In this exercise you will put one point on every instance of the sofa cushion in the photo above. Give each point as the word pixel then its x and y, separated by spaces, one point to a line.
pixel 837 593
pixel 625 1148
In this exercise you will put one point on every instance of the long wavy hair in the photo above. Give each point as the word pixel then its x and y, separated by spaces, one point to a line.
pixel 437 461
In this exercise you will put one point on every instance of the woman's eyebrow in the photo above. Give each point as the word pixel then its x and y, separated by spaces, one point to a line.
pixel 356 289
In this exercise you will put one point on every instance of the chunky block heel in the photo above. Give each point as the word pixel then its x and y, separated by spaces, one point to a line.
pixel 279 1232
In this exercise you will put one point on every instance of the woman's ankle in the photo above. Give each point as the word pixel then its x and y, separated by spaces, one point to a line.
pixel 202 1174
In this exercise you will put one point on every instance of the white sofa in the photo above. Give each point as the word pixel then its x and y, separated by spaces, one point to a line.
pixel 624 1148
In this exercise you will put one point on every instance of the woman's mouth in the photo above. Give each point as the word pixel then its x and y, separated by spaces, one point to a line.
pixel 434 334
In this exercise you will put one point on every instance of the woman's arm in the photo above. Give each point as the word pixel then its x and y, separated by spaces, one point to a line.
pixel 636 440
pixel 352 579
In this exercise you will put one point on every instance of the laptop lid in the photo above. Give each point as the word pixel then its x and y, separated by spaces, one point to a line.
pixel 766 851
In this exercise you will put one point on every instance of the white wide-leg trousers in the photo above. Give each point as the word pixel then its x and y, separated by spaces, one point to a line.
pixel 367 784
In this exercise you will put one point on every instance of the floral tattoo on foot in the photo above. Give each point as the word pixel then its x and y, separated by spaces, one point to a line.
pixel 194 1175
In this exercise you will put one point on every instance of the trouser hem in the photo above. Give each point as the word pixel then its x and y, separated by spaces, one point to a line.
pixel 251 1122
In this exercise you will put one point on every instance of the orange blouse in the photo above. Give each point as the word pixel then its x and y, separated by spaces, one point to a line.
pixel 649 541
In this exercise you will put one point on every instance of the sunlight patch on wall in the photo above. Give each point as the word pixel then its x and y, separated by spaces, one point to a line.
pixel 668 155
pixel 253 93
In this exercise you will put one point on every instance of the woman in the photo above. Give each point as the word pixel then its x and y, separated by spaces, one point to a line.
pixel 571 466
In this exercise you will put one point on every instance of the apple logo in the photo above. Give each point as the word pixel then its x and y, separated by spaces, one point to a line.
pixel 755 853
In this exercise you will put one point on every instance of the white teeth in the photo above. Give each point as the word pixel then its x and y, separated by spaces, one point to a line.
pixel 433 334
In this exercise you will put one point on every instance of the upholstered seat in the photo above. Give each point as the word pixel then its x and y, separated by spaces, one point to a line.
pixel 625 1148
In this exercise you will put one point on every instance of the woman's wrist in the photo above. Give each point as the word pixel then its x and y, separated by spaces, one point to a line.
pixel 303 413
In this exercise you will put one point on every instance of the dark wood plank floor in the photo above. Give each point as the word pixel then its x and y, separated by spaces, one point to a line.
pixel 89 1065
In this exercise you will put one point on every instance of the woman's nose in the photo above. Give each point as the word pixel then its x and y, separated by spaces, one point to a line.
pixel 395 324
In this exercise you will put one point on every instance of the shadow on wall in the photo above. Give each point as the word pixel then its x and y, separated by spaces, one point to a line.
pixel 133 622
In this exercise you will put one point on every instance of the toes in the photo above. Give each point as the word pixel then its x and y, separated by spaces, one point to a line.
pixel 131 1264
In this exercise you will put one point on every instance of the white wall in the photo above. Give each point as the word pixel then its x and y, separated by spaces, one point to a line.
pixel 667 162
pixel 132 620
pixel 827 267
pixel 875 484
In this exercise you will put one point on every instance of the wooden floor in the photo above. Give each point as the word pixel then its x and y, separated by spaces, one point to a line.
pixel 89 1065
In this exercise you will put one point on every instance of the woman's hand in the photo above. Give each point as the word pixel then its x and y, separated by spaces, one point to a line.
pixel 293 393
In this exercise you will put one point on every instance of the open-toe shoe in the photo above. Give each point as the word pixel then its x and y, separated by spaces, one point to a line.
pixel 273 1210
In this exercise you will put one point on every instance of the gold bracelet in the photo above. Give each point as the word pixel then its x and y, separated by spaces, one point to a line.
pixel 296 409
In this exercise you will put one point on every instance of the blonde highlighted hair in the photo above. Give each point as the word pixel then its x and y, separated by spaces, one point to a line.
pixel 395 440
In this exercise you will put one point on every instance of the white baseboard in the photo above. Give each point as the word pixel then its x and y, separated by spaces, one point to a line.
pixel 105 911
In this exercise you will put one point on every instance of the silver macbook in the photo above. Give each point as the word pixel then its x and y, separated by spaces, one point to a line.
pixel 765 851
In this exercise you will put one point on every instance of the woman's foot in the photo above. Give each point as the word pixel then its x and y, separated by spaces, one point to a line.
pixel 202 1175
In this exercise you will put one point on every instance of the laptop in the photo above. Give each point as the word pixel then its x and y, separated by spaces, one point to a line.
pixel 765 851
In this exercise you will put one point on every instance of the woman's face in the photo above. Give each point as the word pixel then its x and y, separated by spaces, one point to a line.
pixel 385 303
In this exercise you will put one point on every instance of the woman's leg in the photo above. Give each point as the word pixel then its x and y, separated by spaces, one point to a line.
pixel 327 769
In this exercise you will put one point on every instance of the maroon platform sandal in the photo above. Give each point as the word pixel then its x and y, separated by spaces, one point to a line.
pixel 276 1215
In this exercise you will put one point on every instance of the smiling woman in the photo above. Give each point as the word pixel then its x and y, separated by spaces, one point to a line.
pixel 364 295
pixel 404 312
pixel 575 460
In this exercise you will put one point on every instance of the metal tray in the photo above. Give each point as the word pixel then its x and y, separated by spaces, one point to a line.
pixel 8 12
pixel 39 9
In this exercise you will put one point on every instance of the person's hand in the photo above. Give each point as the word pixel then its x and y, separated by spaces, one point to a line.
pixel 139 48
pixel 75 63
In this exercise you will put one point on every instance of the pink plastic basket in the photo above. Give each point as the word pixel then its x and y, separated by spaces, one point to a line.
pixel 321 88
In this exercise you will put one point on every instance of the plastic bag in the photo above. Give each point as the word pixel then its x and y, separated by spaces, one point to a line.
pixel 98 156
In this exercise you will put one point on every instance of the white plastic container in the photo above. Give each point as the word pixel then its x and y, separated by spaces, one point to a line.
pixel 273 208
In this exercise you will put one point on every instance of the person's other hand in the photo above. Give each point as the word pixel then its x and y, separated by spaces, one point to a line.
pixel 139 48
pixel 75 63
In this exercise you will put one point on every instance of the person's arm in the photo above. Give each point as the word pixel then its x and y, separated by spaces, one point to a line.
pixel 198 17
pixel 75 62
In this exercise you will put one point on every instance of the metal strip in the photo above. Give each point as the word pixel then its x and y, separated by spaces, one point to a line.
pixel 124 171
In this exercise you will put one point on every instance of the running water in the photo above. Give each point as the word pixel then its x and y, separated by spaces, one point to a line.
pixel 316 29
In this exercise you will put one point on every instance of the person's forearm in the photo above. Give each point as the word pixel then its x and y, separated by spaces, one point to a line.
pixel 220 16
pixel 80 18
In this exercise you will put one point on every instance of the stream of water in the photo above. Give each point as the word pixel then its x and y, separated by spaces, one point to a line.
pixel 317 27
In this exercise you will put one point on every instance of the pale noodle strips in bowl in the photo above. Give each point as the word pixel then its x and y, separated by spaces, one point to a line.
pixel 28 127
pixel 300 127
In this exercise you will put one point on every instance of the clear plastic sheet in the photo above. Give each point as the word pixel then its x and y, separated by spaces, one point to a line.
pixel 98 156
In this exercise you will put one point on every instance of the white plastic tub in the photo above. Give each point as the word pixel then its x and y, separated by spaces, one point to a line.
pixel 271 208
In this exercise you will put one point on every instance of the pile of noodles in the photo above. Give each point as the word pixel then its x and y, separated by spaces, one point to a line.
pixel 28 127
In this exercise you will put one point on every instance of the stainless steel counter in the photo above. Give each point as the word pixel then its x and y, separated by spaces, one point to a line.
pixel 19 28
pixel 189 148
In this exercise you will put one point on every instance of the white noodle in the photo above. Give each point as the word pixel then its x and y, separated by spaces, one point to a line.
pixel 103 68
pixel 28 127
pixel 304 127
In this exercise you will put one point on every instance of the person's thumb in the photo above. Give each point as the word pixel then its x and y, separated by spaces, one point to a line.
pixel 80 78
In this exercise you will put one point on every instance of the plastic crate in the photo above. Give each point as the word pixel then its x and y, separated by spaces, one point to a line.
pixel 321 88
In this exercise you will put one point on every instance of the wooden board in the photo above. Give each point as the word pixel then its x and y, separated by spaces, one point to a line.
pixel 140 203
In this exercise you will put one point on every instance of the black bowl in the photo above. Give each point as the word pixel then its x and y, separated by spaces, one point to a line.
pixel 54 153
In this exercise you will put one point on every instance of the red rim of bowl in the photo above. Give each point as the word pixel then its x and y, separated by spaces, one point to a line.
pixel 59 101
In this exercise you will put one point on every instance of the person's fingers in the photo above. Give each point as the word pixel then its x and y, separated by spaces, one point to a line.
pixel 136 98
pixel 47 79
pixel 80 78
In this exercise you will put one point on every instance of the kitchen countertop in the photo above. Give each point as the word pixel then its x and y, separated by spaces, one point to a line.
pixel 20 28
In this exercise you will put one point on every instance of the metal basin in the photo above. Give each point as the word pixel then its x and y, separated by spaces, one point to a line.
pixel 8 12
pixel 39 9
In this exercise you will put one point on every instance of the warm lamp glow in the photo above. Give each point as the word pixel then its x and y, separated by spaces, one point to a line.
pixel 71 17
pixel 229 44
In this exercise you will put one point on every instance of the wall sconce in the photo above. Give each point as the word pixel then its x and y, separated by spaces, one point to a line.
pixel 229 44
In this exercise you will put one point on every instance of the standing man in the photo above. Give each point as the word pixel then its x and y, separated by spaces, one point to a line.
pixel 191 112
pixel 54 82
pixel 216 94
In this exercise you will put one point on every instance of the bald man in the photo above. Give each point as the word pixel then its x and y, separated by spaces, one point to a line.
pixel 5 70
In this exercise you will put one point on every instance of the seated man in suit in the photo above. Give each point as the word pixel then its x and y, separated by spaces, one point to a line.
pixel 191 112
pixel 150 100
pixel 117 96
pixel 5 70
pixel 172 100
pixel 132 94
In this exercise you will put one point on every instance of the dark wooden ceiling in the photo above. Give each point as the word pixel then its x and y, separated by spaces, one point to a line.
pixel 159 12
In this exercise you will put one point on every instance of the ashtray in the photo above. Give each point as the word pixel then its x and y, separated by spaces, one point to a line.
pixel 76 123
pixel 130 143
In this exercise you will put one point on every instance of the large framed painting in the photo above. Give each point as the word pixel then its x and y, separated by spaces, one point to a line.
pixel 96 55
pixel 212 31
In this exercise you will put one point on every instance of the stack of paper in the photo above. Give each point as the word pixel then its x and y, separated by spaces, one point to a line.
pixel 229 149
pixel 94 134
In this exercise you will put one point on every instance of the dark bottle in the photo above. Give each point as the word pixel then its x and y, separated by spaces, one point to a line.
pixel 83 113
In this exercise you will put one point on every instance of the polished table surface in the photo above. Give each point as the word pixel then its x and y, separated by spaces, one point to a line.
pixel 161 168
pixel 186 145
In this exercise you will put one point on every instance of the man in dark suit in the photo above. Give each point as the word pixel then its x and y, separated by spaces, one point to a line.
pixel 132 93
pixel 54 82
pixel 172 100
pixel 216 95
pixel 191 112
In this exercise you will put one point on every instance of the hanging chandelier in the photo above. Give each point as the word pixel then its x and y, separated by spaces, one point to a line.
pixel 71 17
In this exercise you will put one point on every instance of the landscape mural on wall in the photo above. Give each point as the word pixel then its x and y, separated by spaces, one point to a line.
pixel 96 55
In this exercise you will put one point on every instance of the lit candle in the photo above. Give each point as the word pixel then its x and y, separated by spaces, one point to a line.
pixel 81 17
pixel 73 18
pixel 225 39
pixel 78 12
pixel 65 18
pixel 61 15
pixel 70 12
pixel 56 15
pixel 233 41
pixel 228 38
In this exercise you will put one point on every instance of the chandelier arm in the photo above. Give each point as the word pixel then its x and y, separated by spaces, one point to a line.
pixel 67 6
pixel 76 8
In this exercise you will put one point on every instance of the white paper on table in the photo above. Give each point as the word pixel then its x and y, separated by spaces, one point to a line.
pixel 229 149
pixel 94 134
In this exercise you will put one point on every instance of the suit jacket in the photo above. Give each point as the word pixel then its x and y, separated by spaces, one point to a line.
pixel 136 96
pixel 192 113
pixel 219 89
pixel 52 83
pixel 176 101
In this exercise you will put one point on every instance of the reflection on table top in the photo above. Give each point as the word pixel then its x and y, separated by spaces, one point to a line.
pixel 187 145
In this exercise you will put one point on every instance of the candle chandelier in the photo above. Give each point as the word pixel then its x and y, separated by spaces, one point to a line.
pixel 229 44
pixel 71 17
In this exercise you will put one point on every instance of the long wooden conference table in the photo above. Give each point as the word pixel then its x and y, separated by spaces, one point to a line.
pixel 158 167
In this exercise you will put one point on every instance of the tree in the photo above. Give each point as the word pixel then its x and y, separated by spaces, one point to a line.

Task brief:
Convert the stretch of the data from the line containing "the wooden board" through the line containing "pixel 54 153" into a Markdown table with the columns Row and Line. Put one line per row, numbered in order, and leave out any blank lines.

Solution for this exercise:
| Row | Line |
|---|---|
| 1 | In this exercise you will put one point on every instance of the wooden board in the photo above. Give each point as the word pixel then its x and y, separated by spaces, one point to a line. |
| 2 | pixel 140 203 |
| 3 | In this exercise you will put one point on every instance of the black bowl in the photo above. Give each point as the word pixel then its x and y, separated by spaces, one point to a line. |
| 4 | pixel 54 153 |